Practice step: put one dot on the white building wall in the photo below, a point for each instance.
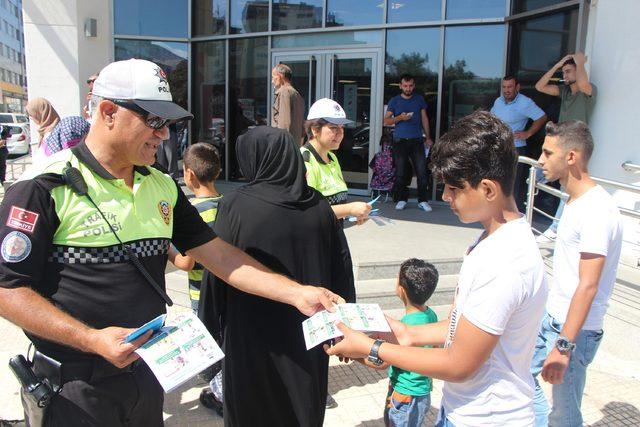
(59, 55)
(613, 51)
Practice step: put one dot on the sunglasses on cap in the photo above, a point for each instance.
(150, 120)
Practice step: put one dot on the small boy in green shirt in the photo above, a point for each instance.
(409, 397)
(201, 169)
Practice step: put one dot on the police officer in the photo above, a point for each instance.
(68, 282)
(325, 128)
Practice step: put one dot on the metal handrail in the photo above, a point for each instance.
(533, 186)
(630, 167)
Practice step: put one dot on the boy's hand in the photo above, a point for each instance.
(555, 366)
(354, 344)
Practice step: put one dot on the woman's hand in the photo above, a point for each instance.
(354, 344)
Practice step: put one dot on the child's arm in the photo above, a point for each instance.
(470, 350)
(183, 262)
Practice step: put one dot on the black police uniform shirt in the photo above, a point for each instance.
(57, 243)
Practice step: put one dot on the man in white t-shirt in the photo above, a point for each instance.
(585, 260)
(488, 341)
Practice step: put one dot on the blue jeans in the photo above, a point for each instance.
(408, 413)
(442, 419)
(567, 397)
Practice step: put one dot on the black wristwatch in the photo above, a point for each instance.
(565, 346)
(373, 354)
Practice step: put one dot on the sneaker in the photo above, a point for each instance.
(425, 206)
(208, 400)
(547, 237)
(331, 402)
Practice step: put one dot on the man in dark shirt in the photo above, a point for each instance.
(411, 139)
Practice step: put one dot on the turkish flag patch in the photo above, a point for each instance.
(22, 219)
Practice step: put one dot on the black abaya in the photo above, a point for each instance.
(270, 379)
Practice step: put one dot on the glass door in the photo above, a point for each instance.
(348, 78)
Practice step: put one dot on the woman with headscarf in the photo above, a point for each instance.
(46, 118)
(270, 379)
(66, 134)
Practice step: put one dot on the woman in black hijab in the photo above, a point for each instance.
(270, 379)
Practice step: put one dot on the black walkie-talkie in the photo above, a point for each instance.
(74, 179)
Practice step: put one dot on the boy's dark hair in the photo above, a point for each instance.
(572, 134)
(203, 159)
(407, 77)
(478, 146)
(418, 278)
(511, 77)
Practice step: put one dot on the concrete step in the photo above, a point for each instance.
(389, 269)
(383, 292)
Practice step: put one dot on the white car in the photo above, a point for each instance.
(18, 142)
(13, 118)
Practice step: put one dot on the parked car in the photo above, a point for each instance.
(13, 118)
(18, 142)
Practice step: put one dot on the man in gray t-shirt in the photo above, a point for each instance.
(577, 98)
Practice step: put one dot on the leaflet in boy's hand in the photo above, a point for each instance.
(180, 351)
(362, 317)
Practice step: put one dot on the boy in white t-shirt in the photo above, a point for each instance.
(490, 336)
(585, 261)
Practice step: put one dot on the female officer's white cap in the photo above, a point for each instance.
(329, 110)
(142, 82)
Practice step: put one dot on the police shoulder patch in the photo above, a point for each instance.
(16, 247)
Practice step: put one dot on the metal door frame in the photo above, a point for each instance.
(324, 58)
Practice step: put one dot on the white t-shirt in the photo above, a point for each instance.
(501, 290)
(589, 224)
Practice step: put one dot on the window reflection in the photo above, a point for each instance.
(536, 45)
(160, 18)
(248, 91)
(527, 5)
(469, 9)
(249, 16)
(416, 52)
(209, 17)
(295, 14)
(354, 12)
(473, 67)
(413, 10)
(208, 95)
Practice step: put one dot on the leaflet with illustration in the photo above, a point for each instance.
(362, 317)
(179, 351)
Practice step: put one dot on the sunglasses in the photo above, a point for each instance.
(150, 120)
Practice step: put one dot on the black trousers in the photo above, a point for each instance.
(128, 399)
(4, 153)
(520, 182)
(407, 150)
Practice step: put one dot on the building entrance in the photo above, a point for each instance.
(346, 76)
_____
#### EXERCISE INSTRUCTIONS:
Copy the rows again, starting at the one that contains "Practice step: put one dot on the concrete" and ending at the last row, swapping "leaflet" for "flyer" and leaving everything else unchanged.

#### EXPECTED ANSWER:
Practice step: put one dot on the concrete step in the photo above, a point for each instance.
(389, 269)
(383, 292)
Practice step: put one dot on the white car in the photo above, a point for each instance.
(18, 142)
(13, 118)
Practice step: put one dot on the parked car in the photo above, a point for each instance.
(13, 118)
(18, 142)
Practice step: put one dot on the man in gray t-shirt in the photo above, a point for each instance.
(577, 98)
Practice step: put one dot on the flyer in boy's hand in the photo above, a point for each instance.
(180, 351)
(362, 317)
Practice step: put one dot on the boy in white t-shirt in the photo above, a point for each instance.
(490, 336)
(585, 261)
Practice step: put one dot on the female officer's white cap in the photo above, a point for each instance.
(329, 110)
(142, 82)
Practice step: put one dot on the police shoulder patch in the photo above, a point for each instance.
(16, 247)
Practice step: put one dot on the metal door frame in the photo above, a point for each instance.
(324, 58)
Practice step: put one dot on the white t-shirt in the photo above, a point for each instance.
(501, 290)
(589, 224)
Practice step: put one dot on the window reflection in the photo above, a point for each instance.
(536, 45)
(160, 18)
(248, 91)
(527, 5)
(469, 9)
(249, 16)
(416, 52)
(209, 17)
(295, 14)
(354, 12)
(473, 67)
(413, 10)
(208, 95)
Practice step: put one dot on the flyer with illustration in the photo above, a point for each instance.
(362, 317)
(179, 351)
Practice step: put one dot on the sunglasses in the photo above, a point for each instance.
(150, 120)
Practice step: put one dot on the black trousers in the photo above, a point for each instance.
(128, 399)
(4, 153)
(520, 182)
(407, 150)
Practice step: put one dot on the building entrance in the photo above, a point for each instance.
(346, 76)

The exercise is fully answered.